DATA PROVIDED start

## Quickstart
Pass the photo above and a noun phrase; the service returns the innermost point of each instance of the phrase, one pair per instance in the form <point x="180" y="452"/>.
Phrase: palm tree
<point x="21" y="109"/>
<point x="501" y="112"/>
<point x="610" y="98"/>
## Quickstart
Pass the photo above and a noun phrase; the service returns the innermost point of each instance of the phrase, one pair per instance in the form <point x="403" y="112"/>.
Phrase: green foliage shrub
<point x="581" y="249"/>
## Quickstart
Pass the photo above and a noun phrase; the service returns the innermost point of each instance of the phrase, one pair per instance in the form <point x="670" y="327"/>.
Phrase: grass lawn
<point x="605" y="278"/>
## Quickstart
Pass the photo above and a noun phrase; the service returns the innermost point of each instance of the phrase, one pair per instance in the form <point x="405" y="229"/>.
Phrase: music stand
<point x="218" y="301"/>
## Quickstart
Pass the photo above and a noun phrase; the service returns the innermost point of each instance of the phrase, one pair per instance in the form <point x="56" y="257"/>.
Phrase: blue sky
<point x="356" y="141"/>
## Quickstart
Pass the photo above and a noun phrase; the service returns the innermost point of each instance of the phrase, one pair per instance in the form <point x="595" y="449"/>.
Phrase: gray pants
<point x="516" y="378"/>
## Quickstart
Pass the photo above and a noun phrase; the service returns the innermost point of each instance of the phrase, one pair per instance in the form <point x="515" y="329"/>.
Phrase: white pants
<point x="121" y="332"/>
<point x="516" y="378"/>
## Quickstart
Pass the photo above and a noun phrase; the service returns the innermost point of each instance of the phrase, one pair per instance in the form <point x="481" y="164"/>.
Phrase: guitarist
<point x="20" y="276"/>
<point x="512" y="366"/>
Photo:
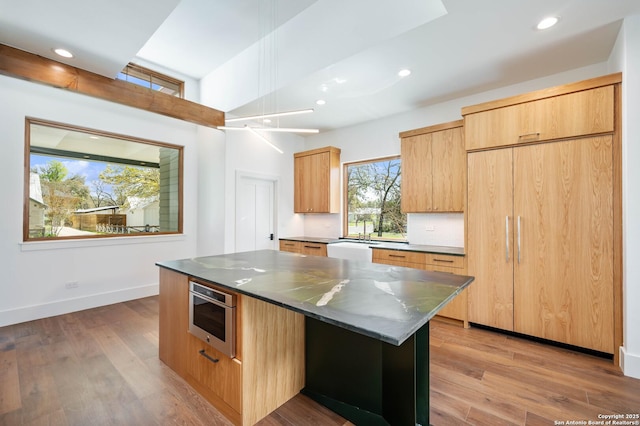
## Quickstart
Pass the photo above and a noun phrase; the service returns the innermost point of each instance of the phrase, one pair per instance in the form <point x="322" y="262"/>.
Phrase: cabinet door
<point x="302" y="197"/>
<point x="174" y="319"/>
<point x="490" y="238"/>
<point x="448" y="171"/>
<point x="563" y="287"/>
<point x="217" y="373"/>
<point x="580" y="113"/>
<point x="416" y="173"/>
<point x="457" y="308"/>
<point x="314" y="249"/>
<point x="410" y="259"/>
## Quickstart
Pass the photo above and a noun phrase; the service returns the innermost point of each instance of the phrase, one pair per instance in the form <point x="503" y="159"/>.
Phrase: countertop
<point x="421" y="248"/>
<point x="389" y="303"/>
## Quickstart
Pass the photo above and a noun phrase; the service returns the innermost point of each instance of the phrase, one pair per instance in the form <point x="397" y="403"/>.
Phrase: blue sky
<point x="89" y="169"/>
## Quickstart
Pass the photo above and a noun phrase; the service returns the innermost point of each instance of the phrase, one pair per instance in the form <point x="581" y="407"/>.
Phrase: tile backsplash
<point x="437" y="229"/>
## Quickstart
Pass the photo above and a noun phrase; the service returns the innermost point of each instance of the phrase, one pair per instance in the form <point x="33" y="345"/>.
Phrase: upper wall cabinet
<point x="563" y="112"/>
<point x="317" y="181"/>
<point x="433" y="169"/>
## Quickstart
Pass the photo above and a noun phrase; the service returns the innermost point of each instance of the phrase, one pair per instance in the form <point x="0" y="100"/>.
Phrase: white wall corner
<point x="60" y="307"/>
<point x="629" y="363"/>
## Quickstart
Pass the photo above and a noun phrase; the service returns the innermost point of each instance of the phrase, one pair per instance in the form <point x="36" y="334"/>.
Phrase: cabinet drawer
<point x="315" y="249"/>
<point x="399" y="257"/>
<point x="292" y="246"/>
<point x="574" y="114"/>
<point x="222" y="377"/>
<point x="446" y="261"/>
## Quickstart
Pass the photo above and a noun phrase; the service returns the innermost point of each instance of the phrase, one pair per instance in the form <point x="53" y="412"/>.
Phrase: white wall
<point x="35" y="274"/>
<point x="246" y="153"/>
<point x="380" y="138"/>
<point x="626" y="58"/>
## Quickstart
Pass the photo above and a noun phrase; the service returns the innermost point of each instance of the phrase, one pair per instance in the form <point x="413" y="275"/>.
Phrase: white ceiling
<point x="259" y="56"/>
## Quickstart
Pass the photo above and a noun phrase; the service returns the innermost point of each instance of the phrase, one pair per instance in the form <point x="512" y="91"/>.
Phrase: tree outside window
<point x="373" y="200"/>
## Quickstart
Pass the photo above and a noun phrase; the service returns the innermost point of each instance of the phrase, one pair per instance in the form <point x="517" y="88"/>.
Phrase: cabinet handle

DATA PROVIDED end

Send back the data above word for word, with the pictures left out.

## Quickstart
Pass the photo above and a noun phrase; the service returns the innermost point of each instance of the phrase, one pair per instance in the form <point x="180" y="452"/>.
Phrase: palm tree
<point x="21" y="109"/>
<point x="501" y="112"/>
<point x="610" y="98"/>
## Quickstart
Pass the photo above and a noun phrase; the service returns the innermost point of each instance of the phrase, one pair per instance in the form <point x="403" y="112"/>.
Phrase: green foliage shrub
<point x="581" y="249"/>
## Quickstart
Pass the photo above and a noun phrase; the service returns the innermost point of each instance of the phrase, one pair per instance in the form <point x="670" y="327"/>.
Phrase: grass lawn
<point x="605" y="278"/>
## Quickstart
Pass the photo above and a noun phrase; the service returns the innermost point of each instance of the phrase, one pair per instance in the form <point x="405" y="229"/>.
Phrase: music stand
<point x="218" y="301"/>
## Quickstart
Pass the photo above and a noun phrase; the service returns the innermost point of each instance of the phrase, one pair per instance in the form <point x="56" y="257"/>.
Phrase: blue sky
<point x="356" y="141"/>
## Quickstart
Pass the photo above and a noun phrase; the service returns the innermost point of each instance of the phrase, one pair per instance in the form <point x="595" y="449"/>.
Phrase: gray pants
<point x="516" y="378"/>
## Quickstart
Pass the photo above and a noun phrase; the service returns the innermost point of each instance of the phrase, one pair per instance in the form <point x="515" y="329"/>.
Phrase: white pants
<point x="121" y="332"/>
<point x="516" y="378"/>
## Quickstart
Pass the photo above and a noun phrase; the service returns the innermost point of each instance of the phrase, one pair per instance in the form <point x="481" y="164"/>.
Phrase: guitarist
<point x="20" y="276"/>
<point x="512" y="366"/>
Photo:
## Quickstart
Pass the photo above and a noun phrase; the service returns the innermost point of each instance of the phrase, one pair per instance in the form <point x="322" y="262"/>.
Phrase: cabinet door
<point x="302" y="197"/>
<point x="174" y="319"/>
<point x="490" y="238"/>
<point x="448" y="171"/>
<point x="563" y="287"/>
<point x="217" y="373"/>
<point x="580" y="113"/>
<point x="416" y="173"/>
<point x="457" y="308"/>
<point x="314" y="249"/>
<point x="410" y="259"/>
## Quickstart
Pass the photo above and a noun phrase; the service returns the innermost point of each instance of the phrase, one pair per instance in the form <point x="503" y="159"/>.
Phrase: countertop
<point x="421" y="248"/>
<point x="389" y="303"/>
## Quickstart
Pass the photo above and a noun phrase; the service returns the innermost point of each instance of the phrase, one pair per instance in the form <point x="397" y="403"/>.
Phrase: blue sky
<point x="89" y="169"/>
## Quickstart
Pass the photo above and a noun phrase; the service returns the innermost point of each instance of the phrase, one pair per instance in the form <point x="581" y="407"/>.
Phrase: tile backsplash
<point x="437" y="229"/>
## Quickstart
Pass the photo above and a noun phrase; the service returns the innermost point of each instance of the phrase, one pair per instance in the form <point x="33" y="345"/>.
Phrase: upper wall cabinet
<point x="563" y="112"/>
<point x="317" y="181"/>
<point x="433" y="169"/>
## Quickstart
Pass the photo above and a noun phrase; the service returns the innermost point of each instance of the phrase, one pair per instance in the form <point x="0" y="100"/>.
Phrase: white wall corner
<point x="60" y="307"/>
<point x="629" y="363"/>
## Quickstart
Pass the photo above and a noun phrase; the service returns the innermost point of each instance of the phrase, one pair per instance in the form <point x="36" y="334"/>.
Phrase: cabinet drawer
<point x="315" y="249"/>
<point x="399" y="257"/>
<point x="292" y="246"/>
<point x="574" y="114"/>
<point x="222" y="377"/>
<point x="446" y="261"/>
## Quickstart
Pass the photo above and a noun phrase; the service returns the innermost point of each instance of the phrase, one pair per instance in the form <point x="53" y="412"/>.
Phrase: white wall
<point x="35" y="274"/>
<point x="246" y="153"/>
<point x="380" y="138"/>
<point x="626" y="58"/>
## Quickstart
Pass the photo above and a noun phrase; the service returns the innermost point of each instance of the phrase, one pair per instance in the form <point x="413" y="275"/>.
Phrase: white ceiling
<point x="259" y="56"/>
## Quickstart
Pass the photo above and a noun phrase; the service returns the innermost point of each instance of the phrase, one pair per instance in the form <point x="512" y="91"/>.
Phrase: tree outside window
<point x="373" y="200"/>
## Quickstart
Pass the photo above and a noun phrase; the service returns the innermost point of each instance of the phrase, one pair per instance in the form <point x="517" y="88"/>.
Phrase: cabinet handle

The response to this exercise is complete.